PAGE EXTRACT:
◇ ◇ ◇ ◇

We have got to get back to being a nation where the laws are enforced evenly across the board. If the laws don't make sense, like our own rules here on Capitol Hill, if things do not accommodate people fairly and equally, they are just arbitrary decisions like we got from the Architect of the Capitol when the Visitor Center was being built, or when people are just wanting to have a life up here, we should be stopping the bureaucrats and getting rules that apply across the board, fairly across the board.
Yes, here we make the rules, and we should have rules that apply to everybody; but when you have an arbitrary dictator, they don't get applied quite so evenly.
Here we have the Justice Department, and this report of electors that are going to be voting very soon in the electoral college to elect the President, and their very lives are being threatened. Some of them have had to move their families.
This Justice Department is not interested in protecting the integrity of the election. That is the problem we have been suffering for quite some time around the country. They were not interested in enforcing the law fairly across the board, so we end up all the worse off for it.
This article goes on to say, in Georgia and Idaho, the threats have become so extreme that the secretaries of state both released statements calling for the harassment to end.
I absolutely know, without doubt, that if Hillary Clinton had won the election, as the rules set it up, with a republican form of government--little R. Not the Republican Party, but a republican form of government, just as Ben Franklin said when he was asked after the Constitution finally came together with what most of the members of the Constitutional Convention said was divine providence, or the finger of God. Without the finger of God being involved, they could never have come up with that Constitution. Franklin says: A republic, madam, if you can keep it.

◇ ◇ ◇ ◇

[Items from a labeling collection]
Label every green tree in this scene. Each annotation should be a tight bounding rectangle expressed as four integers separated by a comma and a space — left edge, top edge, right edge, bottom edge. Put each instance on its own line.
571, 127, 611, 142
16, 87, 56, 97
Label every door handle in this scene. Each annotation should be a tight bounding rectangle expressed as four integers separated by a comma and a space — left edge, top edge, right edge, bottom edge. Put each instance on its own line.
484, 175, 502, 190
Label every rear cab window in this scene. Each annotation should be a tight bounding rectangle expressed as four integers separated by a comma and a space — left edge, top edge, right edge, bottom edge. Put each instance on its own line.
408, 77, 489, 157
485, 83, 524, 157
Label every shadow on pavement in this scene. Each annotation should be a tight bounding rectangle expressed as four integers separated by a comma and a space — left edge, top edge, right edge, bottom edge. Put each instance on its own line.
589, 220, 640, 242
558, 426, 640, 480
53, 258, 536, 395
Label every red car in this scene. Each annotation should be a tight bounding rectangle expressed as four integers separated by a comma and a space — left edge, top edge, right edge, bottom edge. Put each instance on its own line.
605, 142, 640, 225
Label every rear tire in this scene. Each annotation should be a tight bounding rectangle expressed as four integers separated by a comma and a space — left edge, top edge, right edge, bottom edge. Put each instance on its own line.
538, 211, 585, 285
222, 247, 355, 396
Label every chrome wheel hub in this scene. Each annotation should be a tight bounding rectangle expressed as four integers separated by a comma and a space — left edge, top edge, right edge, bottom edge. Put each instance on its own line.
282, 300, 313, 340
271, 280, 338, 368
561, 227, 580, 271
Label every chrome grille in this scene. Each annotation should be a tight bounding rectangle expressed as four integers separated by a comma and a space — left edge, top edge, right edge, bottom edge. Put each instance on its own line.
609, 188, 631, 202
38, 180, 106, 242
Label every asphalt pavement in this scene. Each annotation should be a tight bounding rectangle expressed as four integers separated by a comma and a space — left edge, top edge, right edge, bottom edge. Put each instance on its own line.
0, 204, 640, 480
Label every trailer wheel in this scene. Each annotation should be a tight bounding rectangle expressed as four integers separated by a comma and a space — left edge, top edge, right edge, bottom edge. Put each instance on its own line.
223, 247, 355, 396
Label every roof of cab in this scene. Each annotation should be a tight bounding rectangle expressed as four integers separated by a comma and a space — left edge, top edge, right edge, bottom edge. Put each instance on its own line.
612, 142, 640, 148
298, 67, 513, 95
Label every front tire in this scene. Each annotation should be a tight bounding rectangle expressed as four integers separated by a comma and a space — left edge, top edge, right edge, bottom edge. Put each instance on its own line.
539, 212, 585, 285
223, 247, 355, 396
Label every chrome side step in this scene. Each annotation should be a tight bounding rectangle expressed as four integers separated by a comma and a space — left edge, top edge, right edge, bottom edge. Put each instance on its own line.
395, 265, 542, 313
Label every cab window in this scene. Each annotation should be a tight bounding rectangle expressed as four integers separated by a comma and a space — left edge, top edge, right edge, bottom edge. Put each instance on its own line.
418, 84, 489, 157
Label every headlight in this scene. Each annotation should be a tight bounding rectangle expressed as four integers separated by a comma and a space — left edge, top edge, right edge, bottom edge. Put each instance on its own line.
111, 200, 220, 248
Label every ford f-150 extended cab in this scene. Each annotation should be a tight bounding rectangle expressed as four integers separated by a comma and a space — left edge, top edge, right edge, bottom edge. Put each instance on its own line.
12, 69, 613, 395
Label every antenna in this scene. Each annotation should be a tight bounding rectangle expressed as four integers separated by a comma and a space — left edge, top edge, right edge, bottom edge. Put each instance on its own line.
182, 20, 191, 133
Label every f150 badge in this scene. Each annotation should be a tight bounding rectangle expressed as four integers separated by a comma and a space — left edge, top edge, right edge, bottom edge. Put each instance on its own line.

◇ ◇ ◇ ◇

WRITTEN TASKS:
A: Reproduce the speech excerpt word for word, from its first sentence to its last.
B: Rewrite the stretch of the records from their start through the line containing "53, 258, 536, 395", that line included, replacing "scene" with "image" everywhere and changing nothing else. Give only that stretch.

SOLUTIONS TO THE TASKS:
A:
We have got to get back to being a nation where the laws are enforced evenly across the board. If the laws don't make sense, like our own rules here on Capitol Hill, if things do not accommodate people fairly and equally, they are just arbitrary decisions like we got from the Architect of the Capitol when the Visitor Center was being built, or when people are just wanting to have a life up here, we should be stopping the bureaucrats and getting rules that apply across the board, fairly across the board.
Yes, here we make the rules, and we should have rules that apply to everybody; but when you have an arbitrary dictator, they don't get applied quite so evenly.
Here we have the Justice Department, and this report of electors that are going to be voting very soon in the electoral college to elect the President, and their very lives are being threatened. Some of them have had to move their families.
This Justice Department is not interested in protecting the integrity of the election. That is the problem we have been suffering for quite some time around the country. They were not interested in enforcing the law fairly across the board, so we end up all the worse off for it.
This article goes on to say, in Georgia and Idaho, the threats have become so extreme that the secretaries of state both released statements calling for the harassment to end.
I absolutely know, without doubt, that if Hillary Clinton had won the election, as the rules set it up, with a republican form of government--little R. Not the Republican Party, but a republican form of government, just as Ben Franklin said when he was asked after the Constitution finally came together with what most of the members of the Constitutional Convention said was divine providence, or the finger of God. Without the finger of God being involved, they could never have come up with that Constitution. Franklin says: A republic, madam, if you can keep it.

B:
Label every green tree in this image. Each annotation should be a tight bounding rectangle expressed as four integers separated by a comma and a space — left edge, top edge, right edge, bottom edge. Put each instance on its own line.
571, 127, 611, 142
16, 87, 56, 97
Label every door handle in this image. Each annotation should be a tight bounding rectangle expressed as four integers separated by a comma and a space — left edge, top edge, right edge, bottom edge. Put each instance on its own line.
484, 175, 502, 190
Label every rear cab window in this image. Each annotation should be a tight bounding rectangle expressed as four integers separated by a comma and a space — left edge, top edge, right edge, bottom edge. Put each instance on its own line.
408, 77, 489, 157
485, 83, 524, 157
Label every shadow on pavement in this image. Each annotation should be a tight bounding rectangle expressed as four integers separated by a comma and a space — left edge, top edge, right edge, bottom edge. Put each instance on its own line.
589, 220, 640, 242
558, 426, 640, 480
53, 258, 536, 395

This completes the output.